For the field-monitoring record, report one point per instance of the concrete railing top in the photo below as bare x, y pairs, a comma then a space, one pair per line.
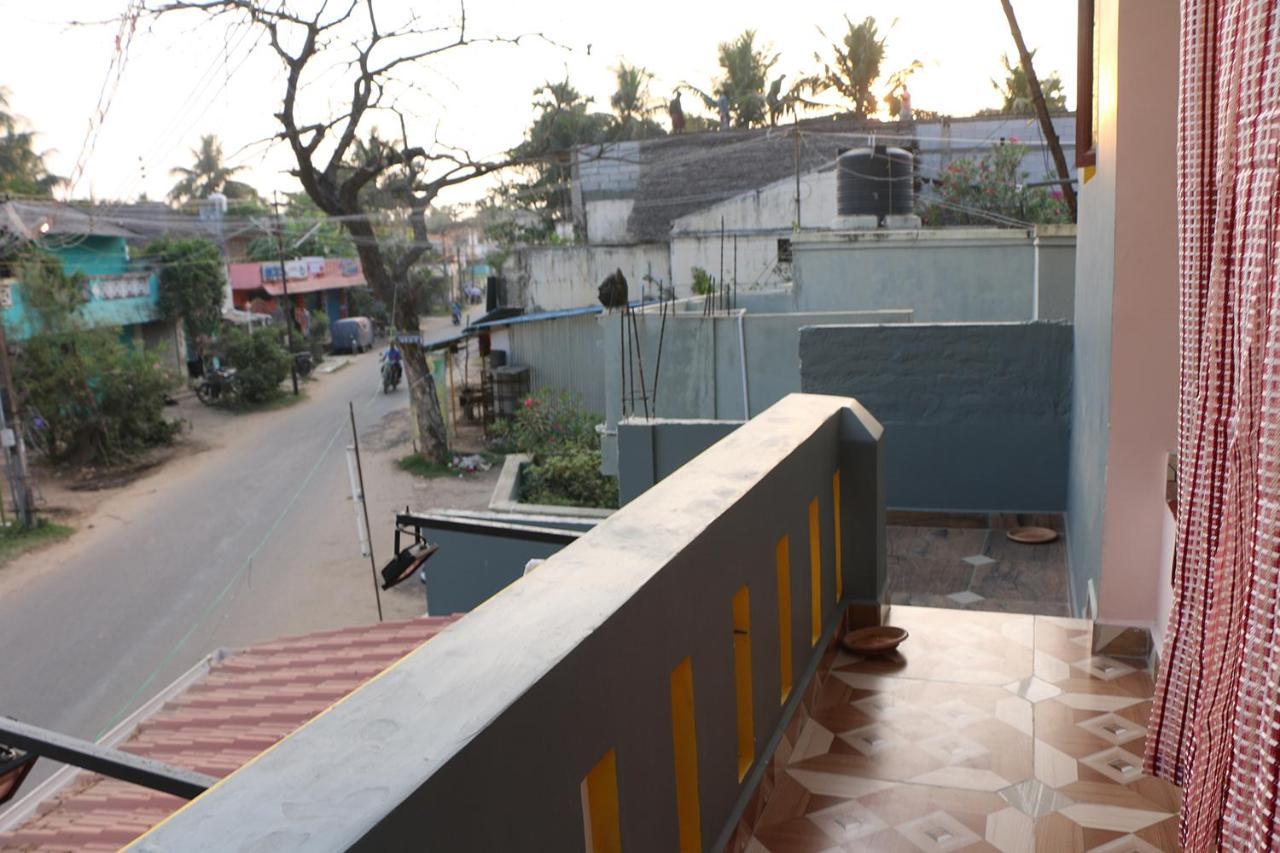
549, 643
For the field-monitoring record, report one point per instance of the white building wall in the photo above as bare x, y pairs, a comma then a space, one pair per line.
551, 278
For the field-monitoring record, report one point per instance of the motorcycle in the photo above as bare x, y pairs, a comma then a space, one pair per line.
391, 375
218, 384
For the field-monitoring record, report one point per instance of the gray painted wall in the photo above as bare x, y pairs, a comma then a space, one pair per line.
944, 276
702, 361
652, 450
517, 701
471, 566
977, 416
1055, 273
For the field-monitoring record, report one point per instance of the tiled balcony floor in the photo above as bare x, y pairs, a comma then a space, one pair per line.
988, 731
965, 562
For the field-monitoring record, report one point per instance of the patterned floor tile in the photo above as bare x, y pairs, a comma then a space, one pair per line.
929, 751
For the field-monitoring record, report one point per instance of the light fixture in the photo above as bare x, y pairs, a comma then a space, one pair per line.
14, 766
406, 562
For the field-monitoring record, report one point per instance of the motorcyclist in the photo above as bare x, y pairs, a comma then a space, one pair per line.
392, 356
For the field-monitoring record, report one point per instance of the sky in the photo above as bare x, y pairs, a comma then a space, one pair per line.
186, 74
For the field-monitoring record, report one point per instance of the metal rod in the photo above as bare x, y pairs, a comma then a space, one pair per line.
657, 369
115, 763
360, 473
284, 287
639, 349
1055, 146
23, 505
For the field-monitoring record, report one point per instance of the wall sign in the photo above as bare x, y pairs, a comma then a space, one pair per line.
120, 287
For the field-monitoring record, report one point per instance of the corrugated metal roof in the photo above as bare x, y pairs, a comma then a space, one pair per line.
243, 706
35, 219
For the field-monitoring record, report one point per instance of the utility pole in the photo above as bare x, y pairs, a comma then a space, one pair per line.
284, 284
1055, 146
18, 456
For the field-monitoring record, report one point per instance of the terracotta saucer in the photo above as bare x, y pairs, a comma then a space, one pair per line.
1032, 536
873, 641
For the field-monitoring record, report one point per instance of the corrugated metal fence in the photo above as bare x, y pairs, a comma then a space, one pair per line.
565, 354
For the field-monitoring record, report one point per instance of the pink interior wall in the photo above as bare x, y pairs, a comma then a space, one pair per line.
1144, 315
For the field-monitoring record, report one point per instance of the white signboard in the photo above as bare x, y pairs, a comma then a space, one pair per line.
120, 287
296, 269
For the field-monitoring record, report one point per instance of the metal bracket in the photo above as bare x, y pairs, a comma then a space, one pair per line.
115, 763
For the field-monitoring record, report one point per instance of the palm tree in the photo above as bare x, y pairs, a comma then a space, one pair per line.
632, 105
854, 67
1018, 95
22, 168
746, 71
208, 174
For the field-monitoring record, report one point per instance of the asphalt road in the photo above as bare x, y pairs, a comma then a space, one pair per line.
247, 542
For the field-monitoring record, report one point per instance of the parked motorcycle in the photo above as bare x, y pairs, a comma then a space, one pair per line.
216, 386
391, 375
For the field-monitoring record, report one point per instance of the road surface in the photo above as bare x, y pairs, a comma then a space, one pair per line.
243, 543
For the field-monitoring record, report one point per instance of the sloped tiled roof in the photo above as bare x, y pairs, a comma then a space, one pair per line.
245, 705
680, 174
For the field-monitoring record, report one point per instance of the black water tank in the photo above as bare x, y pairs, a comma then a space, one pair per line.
874, 182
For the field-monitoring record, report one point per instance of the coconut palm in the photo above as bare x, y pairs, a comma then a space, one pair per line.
745, 68
1016, 91
22, 168
632, 105
854, 67
208, 174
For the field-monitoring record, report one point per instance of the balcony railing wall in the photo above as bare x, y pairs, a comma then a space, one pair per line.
620, 697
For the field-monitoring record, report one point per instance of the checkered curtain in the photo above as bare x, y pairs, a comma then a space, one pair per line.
1215, 725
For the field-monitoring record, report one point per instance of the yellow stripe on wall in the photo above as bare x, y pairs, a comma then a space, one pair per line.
835, 512
684, 738
743, 680
599, 790
814, 574
782, 559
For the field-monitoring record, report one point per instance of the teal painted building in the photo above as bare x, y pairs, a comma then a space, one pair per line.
120, 292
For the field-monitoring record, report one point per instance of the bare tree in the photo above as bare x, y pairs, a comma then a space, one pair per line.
336, 168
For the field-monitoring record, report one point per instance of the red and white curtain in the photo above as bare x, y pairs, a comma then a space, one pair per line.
1215, 725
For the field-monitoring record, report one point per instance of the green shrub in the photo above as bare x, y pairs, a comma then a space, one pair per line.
703, 282
568, 478
560, 434
260, 360
97, 400
545, 423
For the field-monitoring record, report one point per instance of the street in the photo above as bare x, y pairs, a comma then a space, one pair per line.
247, 542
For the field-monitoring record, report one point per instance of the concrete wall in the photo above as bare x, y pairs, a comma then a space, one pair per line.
515, 703
702, 361
563, 354
769, 208
976, 416
1055, 273
549, 278
1127, 319
955, 274
652, 450
757, 264
476, 561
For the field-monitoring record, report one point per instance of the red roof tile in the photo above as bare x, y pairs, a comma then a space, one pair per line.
245, 705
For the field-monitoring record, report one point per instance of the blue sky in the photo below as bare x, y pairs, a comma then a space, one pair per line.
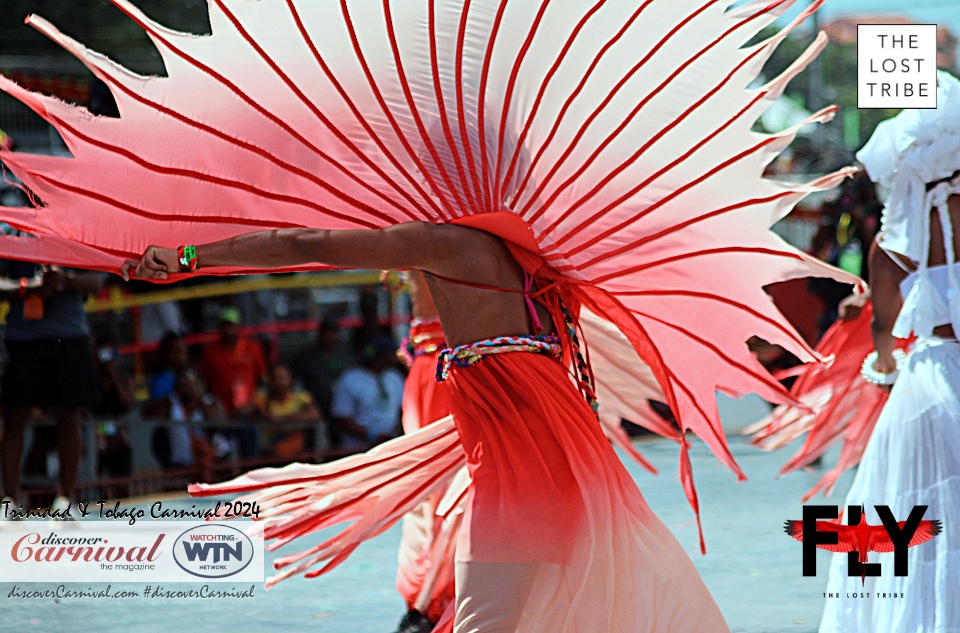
942, 12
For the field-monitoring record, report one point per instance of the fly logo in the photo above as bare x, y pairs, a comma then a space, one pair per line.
224, 551
859, 538
213, 551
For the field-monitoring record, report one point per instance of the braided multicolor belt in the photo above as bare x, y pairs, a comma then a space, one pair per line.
473, 353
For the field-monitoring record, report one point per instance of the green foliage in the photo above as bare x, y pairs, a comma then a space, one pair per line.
839, 68
98, 25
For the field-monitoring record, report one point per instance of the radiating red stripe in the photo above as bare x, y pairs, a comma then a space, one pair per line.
641, 151
521, 139
222, 182
442, 110
306, 524
414, 112
698, 253
570, 99
603, 104
725, 450
383, 105
371, 133
418, 492
166, 217
456, 504
719, 299
765, 379
264, 112
508, 97
679, 227
302, 97
481, 108
462, 112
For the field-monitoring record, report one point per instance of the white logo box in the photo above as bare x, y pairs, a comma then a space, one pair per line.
148, 551
897, 66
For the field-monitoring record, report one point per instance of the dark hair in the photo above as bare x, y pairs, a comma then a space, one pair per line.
166, 343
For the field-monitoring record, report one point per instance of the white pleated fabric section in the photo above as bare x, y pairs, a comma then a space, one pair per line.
913, 458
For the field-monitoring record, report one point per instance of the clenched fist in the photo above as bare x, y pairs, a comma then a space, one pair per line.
155, 263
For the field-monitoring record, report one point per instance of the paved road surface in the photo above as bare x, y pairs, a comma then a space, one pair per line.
751, 566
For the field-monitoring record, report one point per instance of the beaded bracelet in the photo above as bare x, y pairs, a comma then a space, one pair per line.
187, 256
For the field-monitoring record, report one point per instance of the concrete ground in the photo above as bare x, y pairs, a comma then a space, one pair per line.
752, 568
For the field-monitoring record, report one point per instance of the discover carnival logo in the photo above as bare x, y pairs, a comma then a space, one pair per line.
213, 551
150, 551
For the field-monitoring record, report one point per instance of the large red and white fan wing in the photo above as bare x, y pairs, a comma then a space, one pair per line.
619, 131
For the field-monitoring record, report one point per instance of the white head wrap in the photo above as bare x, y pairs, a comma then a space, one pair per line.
907, 152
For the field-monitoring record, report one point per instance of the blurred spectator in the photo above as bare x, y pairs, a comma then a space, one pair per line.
233, 367
279, 403
174, 358
847, 228
49, 366
319, 367
185, 444
367, 398
117, 398
370, 326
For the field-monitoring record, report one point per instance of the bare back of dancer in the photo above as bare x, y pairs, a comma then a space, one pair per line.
467, 255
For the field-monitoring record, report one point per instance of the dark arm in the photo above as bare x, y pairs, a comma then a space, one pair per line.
420, 245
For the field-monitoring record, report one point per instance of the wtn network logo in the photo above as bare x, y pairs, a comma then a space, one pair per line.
213, 551
858, 538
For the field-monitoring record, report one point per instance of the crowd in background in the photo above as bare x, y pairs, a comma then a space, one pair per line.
226, 402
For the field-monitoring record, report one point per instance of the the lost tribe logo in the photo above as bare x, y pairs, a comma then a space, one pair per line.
213, 551
858, 538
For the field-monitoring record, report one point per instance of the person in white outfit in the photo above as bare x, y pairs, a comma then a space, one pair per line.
913, 456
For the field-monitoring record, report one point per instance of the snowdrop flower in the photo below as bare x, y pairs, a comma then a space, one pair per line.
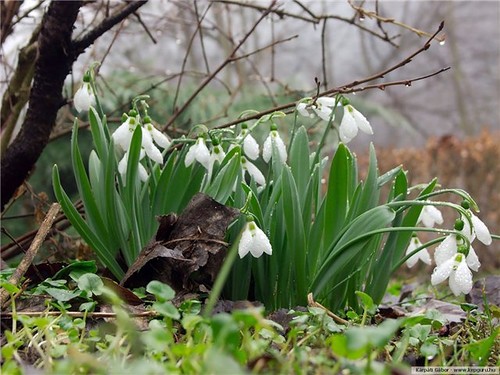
302, 109
199, 152
430, 216
217, 155
253, 171
250, 145
122, 167
351, 122
253, 240
479, 229
458, 272
274, 138
84, 97
151, 150
323, 107
423, 254
448, 249
158, 137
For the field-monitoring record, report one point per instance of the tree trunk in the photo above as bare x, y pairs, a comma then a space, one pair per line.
54, 62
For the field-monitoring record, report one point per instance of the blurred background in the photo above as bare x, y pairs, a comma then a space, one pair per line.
446, 126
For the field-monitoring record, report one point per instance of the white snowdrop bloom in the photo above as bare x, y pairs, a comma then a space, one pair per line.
253, 171
158, 137
479, 229
254, 241
430, 216
122, 167
324, 107
302, 109
123, 135
423, 254
250, 145
447, 250
84, 97
274, 138
351, 122
457, 271
151, 150
199, 152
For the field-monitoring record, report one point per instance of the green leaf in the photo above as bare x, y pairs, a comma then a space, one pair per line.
63, 295
166, 309
91, 283
296, 240
83, 229
161, 291
76, 269
367, 302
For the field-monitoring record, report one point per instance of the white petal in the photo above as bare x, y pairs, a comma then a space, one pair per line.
123, 135
472, 260
348, 129
467, 230
267, 150
159, 138
446, 250
122, 165
326, 101
143, 174
362, 122
202, 155
481, 230
442, 272
323, 112
281, 146
251, 147
424, 256
461, 279
245, 242
414, 258
189, 158
151, 150
84, 98
254, 172
301, 108
430, 216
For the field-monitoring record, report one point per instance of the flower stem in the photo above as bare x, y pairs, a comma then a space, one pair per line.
221, 278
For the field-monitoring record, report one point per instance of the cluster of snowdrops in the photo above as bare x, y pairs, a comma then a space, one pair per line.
454, 256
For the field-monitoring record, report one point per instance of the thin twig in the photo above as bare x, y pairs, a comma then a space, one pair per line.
379, 18
311, 302
219, 68
32, 251
347, 89
200, 33
78, 314
184, 61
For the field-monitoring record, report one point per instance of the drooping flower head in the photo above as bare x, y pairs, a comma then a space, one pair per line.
253, 171
84, 96
253, 240
199, 152
430, 216
478, 229
322, 107
250, 145
274, 139
351, 122
422, 254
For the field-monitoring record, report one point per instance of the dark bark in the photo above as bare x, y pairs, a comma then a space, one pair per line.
56, 54
55, 58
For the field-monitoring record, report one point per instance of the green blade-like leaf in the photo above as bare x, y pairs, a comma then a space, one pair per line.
83, 229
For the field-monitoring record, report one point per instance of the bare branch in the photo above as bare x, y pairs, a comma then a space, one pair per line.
221, 66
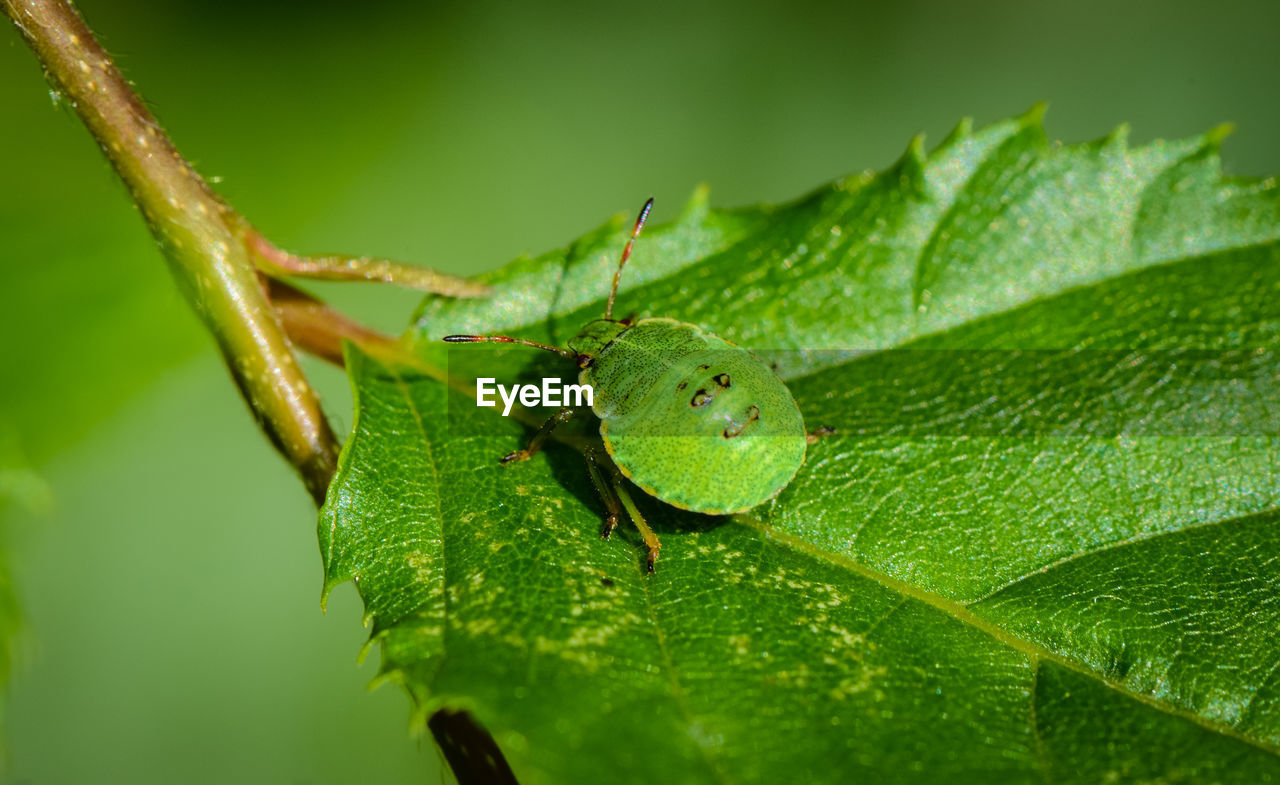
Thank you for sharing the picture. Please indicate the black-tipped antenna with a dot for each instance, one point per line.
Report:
(562, 352)
(626, 255)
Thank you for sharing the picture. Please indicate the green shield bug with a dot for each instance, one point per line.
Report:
(689, 418)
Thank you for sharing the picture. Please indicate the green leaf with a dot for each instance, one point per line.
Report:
(1041, 547)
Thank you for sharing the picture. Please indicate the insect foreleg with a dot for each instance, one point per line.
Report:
(604, 487)
(613, 491)
(650, 539)
(536, 442)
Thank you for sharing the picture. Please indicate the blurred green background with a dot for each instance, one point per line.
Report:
(165, 558)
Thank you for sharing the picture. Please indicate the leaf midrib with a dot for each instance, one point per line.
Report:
(1034, 652)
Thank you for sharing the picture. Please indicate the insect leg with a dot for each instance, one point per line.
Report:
(650, 539)
(536, 442)
(817, 434)
(606, 489)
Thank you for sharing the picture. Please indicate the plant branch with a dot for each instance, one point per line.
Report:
(337, 267)
(200, 236)
(316, 328)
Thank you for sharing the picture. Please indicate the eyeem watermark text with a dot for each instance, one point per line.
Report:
(551, 392)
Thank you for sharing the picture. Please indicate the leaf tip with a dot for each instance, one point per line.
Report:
(698, 204)
(961, 131)
(1118, 136)
(910, 165)
(1034, 117)
(1214, 136)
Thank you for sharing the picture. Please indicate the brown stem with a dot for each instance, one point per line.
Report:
(196, 231)
(337, 267)
(316, 328)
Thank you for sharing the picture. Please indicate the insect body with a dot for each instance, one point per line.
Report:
(688, 416)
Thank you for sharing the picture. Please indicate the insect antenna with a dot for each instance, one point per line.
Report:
(562, 352)
(626, 254)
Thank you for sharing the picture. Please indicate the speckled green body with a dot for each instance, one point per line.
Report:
(690, 418)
----
Repeat exactly the lines from the one containing "Thank you for sharing the picture. Please indicate the plant" through the last line of the records above, both included, and nothing else.

## Solution for this exercise
Thank you for sharing the picture. Please indicate the plant branch with a dot for each instance, one point per line.
Report:
(337, 267)
(200, 236)
(316, 328)
Thank you for sharing the picture. Please indicate the eyeem watermark text with a dot for each instance, one point per line.
Report:
(551, 392)
Thank you for sharing the picture. Please indicate the leaf tip with a dot for each instance, one point per line.
Report:
(698, 204)
(961, 131)
(1118, 136)
(910, 165)
(1034, 117)
(1214, 136)
Thank you for sharing the picture. Please indicate the brown stem with a dot for each instance, one point per line.
Report:
(196, 231)
(337, 267)
(316, 328)
Thank you for sharing the picture. Please indicate the insect body with a dot for each instance, one point per line.
Report:
(688, 416)
Thank you for sharing the picture. Please indicate the insect antenna with a dot for each instance, one point per line.
Report:
(562, 352)
(626, 254)
Thank you for sharing the picture. Please indicate the speckled green body with a dot for each instance, one point per line.
Report:
(690, 418)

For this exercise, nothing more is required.